### What the exercise asks
What must be returned is the number of lines in the records holding the word "each", with no other text.
START Listed entries
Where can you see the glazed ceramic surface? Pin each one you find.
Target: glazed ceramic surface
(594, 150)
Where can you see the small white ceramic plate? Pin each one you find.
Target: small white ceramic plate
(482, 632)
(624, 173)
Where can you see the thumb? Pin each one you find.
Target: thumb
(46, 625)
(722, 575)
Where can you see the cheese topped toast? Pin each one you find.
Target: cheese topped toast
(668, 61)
END Listed entries
### Solved exercise
4